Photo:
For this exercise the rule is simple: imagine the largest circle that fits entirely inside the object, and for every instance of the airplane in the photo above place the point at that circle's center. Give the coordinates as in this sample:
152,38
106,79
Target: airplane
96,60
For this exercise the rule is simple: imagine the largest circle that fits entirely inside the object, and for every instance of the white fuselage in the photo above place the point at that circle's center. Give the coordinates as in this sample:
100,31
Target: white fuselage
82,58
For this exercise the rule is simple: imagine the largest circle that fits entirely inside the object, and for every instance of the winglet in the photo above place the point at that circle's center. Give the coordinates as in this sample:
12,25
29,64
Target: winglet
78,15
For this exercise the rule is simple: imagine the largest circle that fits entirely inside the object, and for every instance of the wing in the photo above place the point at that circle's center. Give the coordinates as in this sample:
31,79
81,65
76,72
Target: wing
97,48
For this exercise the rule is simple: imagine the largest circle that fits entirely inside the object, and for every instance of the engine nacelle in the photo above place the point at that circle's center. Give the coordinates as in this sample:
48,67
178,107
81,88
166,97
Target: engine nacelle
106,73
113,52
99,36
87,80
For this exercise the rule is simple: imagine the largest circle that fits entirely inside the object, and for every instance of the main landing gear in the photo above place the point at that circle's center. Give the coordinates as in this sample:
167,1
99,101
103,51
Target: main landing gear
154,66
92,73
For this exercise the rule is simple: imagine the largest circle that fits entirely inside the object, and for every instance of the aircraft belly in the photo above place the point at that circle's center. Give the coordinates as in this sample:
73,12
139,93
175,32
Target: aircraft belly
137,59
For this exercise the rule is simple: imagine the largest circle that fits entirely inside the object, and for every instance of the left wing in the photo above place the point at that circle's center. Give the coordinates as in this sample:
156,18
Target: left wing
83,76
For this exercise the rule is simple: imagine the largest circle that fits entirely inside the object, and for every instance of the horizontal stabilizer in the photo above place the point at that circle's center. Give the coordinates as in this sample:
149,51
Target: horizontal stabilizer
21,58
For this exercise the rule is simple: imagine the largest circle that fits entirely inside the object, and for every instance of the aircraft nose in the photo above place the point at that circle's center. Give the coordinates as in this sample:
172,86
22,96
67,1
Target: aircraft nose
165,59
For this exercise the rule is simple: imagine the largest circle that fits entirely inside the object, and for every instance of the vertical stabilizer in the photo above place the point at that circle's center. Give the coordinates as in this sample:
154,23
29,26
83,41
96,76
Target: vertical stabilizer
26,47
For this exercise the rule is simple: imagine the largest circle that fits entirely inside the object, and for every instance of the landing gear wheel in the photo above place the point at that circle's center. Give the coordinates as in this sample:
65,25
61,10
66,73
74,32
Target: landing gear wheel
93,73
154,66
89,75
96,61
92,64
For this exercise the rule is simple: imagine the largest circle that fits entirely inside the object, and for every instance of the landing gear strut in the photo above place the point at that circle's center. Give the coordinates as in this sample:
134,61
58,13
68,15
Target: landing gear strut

__What you should do__: Without leaving anything out, quote all the data.

__Expected output__:
Photo:
For this exercise the rule is simple: imagine the largest circle that fits entirely inside the object, and for every instance of the airplane in the photo above place the point at that circle's center. Give the coordinates as in this sample:
152,38
106,79
Target: airplane
96,60
For this exercise the rule is simple: imagine the largest circle that fits entirely inside the object, and for every instance of the white fuselage in the photo above place the point at that circle's center. Give the coordinates as in this sample:
100,31
Target: white fuselage
82,58
For this exercise the rule is simple: imagine the largest circle that fits entirely inside the object, and for every instance of the winglet in the photo above place the point at that circle's center. Give the coordinates as in this sample:
12,25
29,64
Target: winglet
78,15
For this exercise the rule is simple: imagine the largest circle that fits entirely inside the object, and for every instance of the wing in the photo above place the point at that circle's center. Give the coordinates as in this sample:
31,79
81,65
76,72
Target: wing
97,48
For this exercise the rule is simple: imagine the largest circle that fits entirely inside the object, and for every instance of the engine nacelle in the photo above place the point at that circle's center. Give the coordinates as in this sample:
48,67
178,107
81,88
166,97
Target: engine nacelle
106,73
113,52
99,36
87,80
For this exercise the rule is simple: imagine the largest circle that fits entirely inside the object, and for every instance of the main landing gear in the photo above place the point at that circle's center. Give the coordinates as in this sample:
167,1
99,101
103,51
Target: main landing gear
154,66
92,73
For this exercise the rule is simple: imagine the largest circle that fits entirely inside the object, and for every instance of the aircraft belly in the photo above place the point at that circle's center. Give the coordinates as in this sample:
73,12
139,93
175,32
Target: aircraft belly
137,59
For this exercise the rule is simple: imagine the largest circle that fits entirely inside the object, and for every instance of the left wing in the photo above place the point at that circle's center. Give the coordinates as in this sample:
156,18
Target: left wing
83,76
For this exercise the rule is simple: imagine the largest circle that fits entirely inside the object, and for every instance of the horizontal stabilizer in the photo above place the point at that circle's center. Give the coordinates as in this sample:
149,51
Target: horizontal stabilizer
21,58
For this exercise the rule is simple: imagine the largest circle that fits entirely inside the object, and for every instance of the aircraft nose in the photo above place the point at that circle's center. Give the coordinates as in this sample:
172,86
22,96
67,1
Target: aircraft nose
165,59
For this exercise the rule is simple: imagine the largest circle that fits entirely inside the object, and for every instance of the vertical stabilizer in the photo above place the point at that circle's center. Give the coordinates as in this sample:
154,23
29,26
83,41
96,76
Target: vertical stabilizer
26,47
For this exercise the rule is simple: imagine the largest circle that fits entirely inside the object, and for every instance of the landing gear wheel in the photo above place the point at that circle's center. Give the coordinates as in this sample:
65,25
61,10
66,73
74,32
Target: landing gear wheel
93,73
154,66
89,75
96,61
92,64
For this exercise the rule is simple: imagine the largest circle that fits entirely inside the object, and for every instance of the landing gear strut in the photo above place the point at that circle's center. Give the coordinates as in this sample:
134,61
58,13
68,15
Target: landing gear strut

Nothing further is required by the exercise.